### INFORMATION SHOWN
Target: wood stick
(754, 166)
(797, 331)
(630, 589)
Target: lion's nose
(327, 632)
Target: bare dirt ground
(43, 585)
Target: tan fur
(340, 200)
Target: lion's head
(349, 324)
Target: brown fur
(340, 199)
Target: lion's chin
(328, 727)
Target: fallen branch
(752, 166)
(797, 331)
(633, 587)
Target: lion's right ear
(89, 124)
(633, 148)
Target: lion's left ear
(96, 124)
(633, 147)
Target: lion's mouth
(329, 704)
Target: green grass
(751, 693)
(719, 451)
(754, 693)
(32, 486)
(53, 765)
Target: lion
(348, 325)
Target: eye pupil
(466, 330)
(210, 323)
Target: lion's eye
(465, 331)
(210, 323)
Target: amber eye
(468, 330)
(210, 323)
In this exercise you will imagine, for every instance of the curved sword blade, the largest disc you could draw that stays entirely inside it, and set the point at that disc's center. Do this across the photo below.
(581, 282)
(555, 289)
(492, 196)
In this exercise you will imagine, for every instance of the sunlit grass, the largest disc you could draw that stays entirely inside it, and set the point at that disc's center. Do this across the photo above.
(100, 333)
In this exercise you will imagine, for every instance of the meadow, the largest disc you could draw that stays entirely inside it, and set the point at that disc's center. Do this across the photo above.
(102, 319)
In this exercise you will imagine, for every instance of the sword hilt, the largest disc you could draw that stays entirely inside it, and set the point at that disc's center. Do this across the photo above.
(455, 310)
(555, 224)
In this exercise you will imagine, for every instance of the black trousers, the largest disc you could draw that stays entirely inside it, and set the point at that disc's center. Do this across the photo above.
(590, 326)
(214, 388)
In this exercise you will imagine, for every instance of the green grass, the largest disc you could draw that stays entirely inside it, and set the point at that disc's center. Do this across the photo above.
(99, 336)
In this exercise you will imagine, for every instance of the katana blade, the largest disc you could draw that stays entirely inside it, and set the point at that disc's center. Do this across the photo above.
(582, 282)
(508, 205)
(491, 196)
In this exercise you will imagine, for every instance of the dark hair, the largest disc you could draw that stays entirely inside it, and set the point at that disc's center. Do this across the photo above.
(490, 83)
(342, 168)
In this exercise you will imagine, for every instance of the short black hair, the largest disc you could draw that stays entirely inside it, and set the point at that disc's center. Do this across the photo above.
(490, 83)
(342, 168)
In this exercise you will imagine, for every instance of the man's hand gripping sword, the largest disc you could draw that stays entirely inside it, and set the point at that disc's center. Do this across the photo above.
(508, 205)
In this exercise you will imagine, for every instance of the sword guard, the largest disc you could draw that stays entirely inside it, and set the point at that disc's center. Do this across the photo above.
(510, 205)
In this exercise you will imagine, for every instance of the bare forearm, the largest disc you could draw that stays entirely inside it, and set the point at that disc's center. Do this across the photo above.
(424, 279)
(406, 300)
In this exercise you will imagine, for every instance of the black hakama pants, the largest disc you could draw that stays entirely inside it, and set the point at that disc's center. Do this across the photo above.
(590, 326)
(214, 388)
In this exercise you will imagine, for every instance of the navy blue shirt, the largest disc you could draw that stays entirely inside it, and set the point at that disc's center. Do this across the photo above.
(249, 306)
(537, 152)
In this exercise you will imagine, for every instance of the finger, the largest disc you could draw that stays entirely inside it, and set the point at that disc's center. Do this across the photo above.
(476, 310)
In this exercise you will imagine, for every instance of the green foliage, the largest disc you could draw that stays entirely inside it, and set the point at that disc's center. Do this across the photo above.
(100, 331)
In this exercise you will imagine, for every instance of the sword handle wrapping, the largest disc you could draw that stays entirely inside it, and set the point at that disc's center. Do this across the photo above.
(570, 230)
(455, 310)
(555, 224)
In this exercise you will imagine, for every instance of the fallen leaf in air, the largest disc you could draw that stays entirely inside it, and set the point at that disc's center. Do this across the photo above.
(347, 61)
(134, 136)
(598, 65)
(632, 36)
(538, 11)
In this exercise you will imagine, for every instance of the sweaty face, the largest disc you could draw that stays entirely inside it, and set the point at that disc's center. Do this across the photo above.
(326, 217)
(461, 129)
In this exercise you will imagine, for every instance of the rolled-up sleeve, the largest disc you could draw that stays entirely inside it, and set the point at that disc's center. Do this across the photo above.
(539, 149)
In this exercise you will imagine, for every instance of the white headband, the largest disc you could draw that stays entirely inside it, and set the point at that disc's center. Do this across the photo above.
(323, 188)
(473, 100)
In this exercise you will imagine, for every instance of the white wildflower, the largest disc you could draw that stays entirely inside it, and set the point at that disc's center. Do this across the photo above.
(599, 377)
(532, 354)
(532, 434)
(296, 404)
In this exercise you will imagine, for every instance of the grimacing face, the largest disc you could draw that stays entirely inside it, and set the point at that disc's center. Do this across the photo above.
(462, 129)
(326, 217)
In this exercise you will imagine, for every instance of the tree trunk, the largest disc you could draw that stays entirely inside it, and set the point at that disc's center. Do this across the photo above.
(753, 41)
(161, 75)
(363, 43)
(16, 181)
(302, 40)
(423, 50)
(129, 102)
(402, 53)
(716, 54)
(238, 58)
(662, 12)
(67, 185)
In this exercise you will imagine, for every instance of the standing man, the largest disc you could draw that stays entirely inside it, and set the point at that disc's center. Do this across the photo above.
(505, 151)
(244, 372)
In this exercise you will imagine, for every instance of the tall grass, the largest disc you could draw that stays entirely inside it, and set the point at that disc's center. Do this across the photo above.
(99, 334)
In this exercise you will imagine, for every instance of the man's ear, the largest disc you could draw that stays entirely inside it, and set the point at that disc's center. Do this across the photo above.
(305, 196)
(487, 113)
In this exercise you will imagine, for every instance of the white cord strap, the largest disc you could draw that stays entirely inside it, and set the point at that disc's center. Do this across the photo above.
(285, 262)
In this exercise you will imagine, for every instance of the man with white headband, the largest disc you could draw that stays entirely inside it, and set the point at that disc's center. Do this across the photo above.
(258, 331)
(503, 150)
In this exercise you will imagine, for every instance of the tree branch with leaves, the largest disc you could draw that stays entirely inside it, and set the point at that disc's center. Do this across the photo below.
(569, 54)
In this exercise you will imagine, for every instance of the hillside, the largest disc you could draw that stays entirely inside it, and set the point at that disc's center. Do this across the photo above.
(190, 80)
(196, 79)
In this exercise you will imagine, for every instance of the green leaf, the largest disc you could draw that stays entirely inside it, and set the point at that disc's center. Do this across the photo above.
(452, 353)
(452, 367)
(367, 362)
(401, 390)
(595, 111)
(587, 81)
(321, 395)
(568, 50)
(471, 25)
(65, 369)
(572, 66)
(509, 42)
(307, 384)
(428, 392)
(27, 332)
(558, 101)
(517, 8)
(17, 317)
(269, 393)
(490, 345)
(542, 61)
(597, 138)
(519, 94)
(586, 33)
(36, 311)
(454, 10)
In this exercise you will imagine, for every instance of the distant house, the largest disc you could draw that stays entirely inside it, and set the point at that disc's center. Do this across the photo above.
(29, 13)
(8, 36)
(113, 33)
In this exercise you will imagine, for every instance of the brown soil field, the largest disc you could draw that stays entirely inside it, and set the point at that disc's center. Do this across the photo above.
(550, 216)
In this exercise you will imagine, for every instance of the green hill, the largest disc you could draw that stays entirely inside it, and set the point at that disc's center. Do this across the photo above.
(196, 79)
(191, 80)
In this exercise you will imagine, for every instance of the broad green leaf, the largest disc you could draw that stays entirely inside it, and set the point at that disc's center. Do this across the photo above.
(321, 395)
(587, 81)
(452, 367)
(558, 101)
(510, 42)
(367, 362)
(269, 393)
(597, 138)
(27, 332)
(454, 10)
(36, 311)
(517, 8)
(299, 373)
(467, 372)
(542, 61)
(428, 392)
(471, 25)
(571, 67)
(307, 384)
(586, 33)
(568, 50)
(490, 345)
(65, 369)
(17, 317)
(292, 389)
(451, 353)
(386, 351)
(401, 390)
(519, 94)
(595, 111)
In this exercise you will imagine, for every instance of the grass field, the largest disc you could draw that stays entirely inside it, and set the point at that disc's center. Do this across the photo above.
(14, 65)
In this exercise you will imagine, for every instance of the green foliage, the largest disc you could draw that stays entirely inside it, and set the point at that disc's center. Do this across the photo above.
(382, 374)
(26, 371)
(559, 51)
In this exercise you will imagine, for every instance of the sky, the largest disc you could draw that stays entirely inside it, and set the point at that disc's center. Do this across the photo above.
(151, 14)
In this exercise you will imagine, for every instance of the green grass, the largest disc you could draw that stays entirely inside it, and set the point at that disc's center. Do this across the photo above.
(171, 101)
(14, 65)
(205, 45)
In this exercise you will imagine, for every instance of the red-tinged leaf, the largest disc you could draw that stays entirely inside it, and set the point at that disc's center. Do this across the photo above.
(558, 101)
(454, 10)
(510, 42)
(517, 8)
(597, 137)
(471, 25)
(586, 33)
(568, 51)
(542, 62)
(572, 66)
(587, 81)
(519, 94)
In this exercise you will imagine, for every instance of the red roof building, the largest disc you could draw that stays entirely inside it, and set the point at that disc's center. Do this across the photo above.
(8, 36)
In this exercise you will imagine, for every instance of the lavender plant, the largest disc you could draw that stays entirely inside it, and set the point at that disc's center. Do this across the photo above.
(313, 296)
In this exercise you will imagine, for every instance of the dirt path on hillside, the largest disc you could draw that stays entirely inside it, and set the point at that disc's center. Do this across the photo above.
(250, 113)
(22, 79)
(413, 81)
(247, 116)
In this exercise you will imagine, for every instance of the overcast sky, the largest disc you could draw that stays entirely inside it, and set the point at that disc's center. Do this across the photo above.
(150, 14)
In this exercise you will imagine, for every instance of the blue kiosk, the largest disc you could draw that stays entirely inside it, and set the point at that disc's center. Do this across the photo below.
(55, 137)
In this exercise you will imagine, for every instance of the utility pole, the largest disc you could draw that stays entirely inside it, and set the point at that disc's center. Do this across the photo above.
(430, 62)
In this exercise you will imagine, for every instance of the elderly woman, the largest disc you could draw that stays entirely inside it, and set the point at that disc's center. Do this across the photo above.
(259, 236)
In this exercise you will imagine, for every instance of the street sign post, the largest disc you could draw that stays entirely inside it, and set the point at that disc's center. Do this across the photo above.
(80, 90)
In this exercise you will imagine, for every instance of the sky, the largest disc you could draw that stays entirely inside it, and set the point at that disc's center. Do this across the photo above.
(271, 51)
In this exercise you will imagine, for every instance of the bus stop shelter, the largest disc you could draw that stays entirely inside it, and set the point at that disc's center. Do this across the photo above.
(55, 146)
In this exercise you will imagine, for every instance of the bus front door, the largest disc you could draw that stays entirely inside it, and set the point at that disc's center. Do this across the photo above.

### TASK STATEMENT
Print again the material above, limited to the lines from the one holding "of the overcast" through the last, inclusive.

### PROBLEM SOLUTION
In this exercise you will imagine, for every instance of the overcast sky, the largest disc you could draw that stays entirely inside it, and set the point at that disc's center. Do this across the photo above.
(150, 14)
In this exercise you will imagine, for every instance of the blue kiosk, the largest disc you could draw that stays entirely inside it, and set the point at that disc's center. Do this across the photo below.
(55, 137)
In this exercise you will imagine, for every instance of the utility pole, the largest disc you could draw that stays entirely inside it, and set the point at that disc's center. Do this across the photo above.
(430, 62)
In this exercise you will imagine, for every instance of the elderly woman, the largest disc you could draw that stays entirely inside it, and set the point at that disc's center. Do this across the photo above.
(259, 236)
In this exercise you will imagine, for every instance of the street sign post, the largest disc you could draw that stays entirely inside it, and set the point at that disc's center. Do this across the photo above.
(80, 90)
In this exercise you will imagine, for every instance of the sky, the largest disc you could draw that stays entirely inside it, and set the point at that disc's center. Do this across the photo above.
(271, 51)
In this exercise you will imagine, for every instance of the bus stop shelter, the largest disc you could draw that stays entirely inside it, and set the point at that disc's center. Do this across the photo above.
(55, 146)
In this exercise you will imagine, for every instance of the bus front door, the largest disc you could draw that stays entirely inside it, and set the point at that disc's center. Do this across the photo above.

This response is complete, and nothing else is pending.